Document section:
┌──

Of course, they give me the name of the files, so I could either append that name to the directory path and stat() and opendir() them, or I could change the current working directory of the process via chdir() and roll it back via chdir("..").

The problem with the first approach is that if the length of the directory path is great enough, then the cost to pass a string containing it to opendir() will overweight the cost of opening a directory. If you are a bit more theoretical, you could say your complexity could increase beyond linear time (in the total character count of the (relative) filenames in the directory tree).

Also, the second approach has a problem. Since each process has a single current working directory, all but one thread will have to block in a multithreaded application. Also, I don't know if the current working directory is just a mere convenience (i.e., the relative path will be appended to it prior to a filesystem query). If it is, this approach will be inefficient too.

I am accepting alternatives to these functions. So how is it one can traverse a UNIX directory tree efficiently (linear time in the total character count of the files under it)?

+1  A: 

The way to use opendir/readdir/closedir is to make the function recursive! Have a look at the snippet here on Dreamincode.net.

Hope this helps, Best regards, Tom.

tommieb75
+1  A: 

You seem to be missing one basic point: directory traversal involves reading data from the disk. Even when/if that data is in the cache, you end up going through a fair amount of code to get it from the cache into your process. Paths are also generally pretty short -- any more than a couple hundred bytes is pretty unusual. Together these mean that you can pretty reasonably build up strings for all the paths you need without any real problem. The time spent building the strings is still pretty minor compared to the time to read data from the disk. That means you can normally ignore the time spent on string manipulation, and work exclusively at optimizing disk usage.

My own experience has been that for most directory traversal a breadth-first search is usually preferable -- as you're traversing the current directory, put the full paths to all sub-directories in something like a priority queue. When you're finished traversing the current directory, pull the first item from the queue and traverse it, continuing until the queue is empty. This generally improves cache locality, so it reduces the amount of time spent reading the disk. Depending on the system (disk speed vs. CPU speed, total memory available, etc.) it's nearly always at least as fast as a depth-first traversal, and can easily be up to twice as fast (or so).

└──

Supplied records:
┌──

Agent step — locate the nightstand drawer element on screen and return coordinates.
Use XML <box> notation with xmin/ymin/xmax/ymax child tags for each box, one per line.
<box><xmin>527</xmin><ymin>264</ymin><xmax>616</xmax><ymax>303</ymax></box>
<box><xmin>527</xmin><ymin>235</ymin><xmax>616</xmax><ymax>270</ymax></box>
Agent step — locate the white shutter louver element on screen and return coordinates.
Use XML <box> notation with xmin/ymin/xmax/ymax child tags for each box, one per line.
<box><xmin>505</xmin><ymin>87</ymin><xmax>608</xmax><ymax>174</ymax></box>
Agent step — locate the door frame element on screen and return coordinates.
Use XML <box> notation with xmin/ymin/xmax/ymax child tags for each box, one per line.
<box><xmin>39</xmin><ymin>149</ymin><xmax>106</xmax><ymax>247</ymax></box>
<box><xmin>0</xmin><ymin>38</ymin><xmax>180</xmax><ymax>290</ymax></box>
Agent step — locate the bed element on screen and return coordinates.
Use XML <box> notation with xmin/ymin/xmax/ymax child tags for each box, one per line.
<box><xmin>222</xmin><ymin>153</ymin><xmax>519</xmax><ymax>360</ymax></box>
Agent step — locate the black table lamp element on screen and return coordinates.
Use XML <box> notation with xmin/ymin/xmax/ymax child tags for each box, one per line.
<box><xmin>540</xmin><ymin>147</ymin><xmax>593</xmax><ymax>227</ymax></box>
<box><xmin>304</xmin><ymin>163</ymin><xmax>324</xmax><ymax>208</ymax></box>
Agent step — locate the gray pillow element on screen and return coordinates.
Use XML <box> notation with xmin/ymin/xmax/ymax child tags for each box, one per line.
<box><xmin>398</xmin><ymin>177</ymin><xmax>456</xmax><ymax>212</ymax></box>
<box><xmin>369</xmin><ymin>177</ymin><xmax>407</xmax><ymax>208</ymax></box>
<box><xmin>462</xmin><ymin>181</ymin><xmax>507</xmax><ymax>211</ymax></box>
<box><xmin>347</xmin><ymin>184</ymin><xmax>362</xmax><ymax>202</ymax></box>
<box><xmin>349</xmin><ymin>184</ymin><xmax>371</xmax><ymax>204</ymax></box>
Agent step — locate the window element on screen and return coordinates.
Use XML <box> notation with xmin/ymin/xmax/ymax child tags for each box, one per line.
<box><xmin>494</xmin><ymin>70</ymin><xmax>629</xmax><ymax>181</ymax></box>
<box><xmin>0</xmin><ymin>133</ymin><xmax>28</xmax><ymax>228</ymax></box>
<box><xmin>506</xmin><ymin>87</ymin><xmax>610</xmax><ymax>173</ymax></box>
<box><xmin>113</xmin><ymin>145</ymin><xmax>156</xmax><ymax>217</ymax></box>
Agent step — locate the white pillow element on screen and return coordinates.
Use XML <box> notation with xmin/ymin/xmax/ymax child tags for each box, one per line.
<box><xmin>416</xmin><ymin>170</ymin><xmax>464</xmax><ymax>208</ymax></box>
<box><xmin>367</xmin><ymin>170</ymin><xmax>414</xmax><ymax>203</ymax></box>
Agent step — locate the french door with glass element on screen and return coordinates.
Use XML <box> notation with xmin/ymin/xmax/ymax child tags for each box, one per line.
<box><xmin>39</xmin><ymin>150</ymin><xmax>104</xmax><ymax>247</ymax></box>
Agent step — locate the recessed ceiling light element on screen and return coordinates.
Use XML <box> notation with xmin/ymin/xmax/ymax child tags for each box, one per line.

└──

Work to do:
[1] In the directory traversal discussion, do these statements agree with the text? (a) The second answer calls paths longer than a couple hundred bytes unusual. (b) The second answer favors a depth-first search over a breadth-first one. (c) The asker says each process has several current working directories. Answer yes or no for each, and quote the words that decide it.
[2] Repeat word for word the part of the directory traversal discussion from "Hope this helps, Best" to "optimizing disk usage.".

Responses per task:
[1]
(a) Yes: "Paths are also generally pretty short -- any more than a couple hundred bytes is pretty unusual."
(b) No: "for most directory traversal a breadth-first search is usually preferable"
(c) No: "Since each process has a single current working directory"

[2]
Hope this helps, Best regards, Tom.

tommieb75
+1  A: 

You seem to be missing one basic point: directory traversal involves reading data from the disk. Even when/if that data is in the cache, you end up going through a fair amount of code to get it from the cache into your process. Paths are also generally pretty short -- any more than a couple hundred bytes is pretty unusual. Together these mean that you can pretty reasonably build up strings for all the paths you need without any real problem. The time spent building the strings is still pretty minor compared to the time to read data from the disk. That means you can normally ignore the time spent on string manipulation, and work exclusively at optimizing disk usage.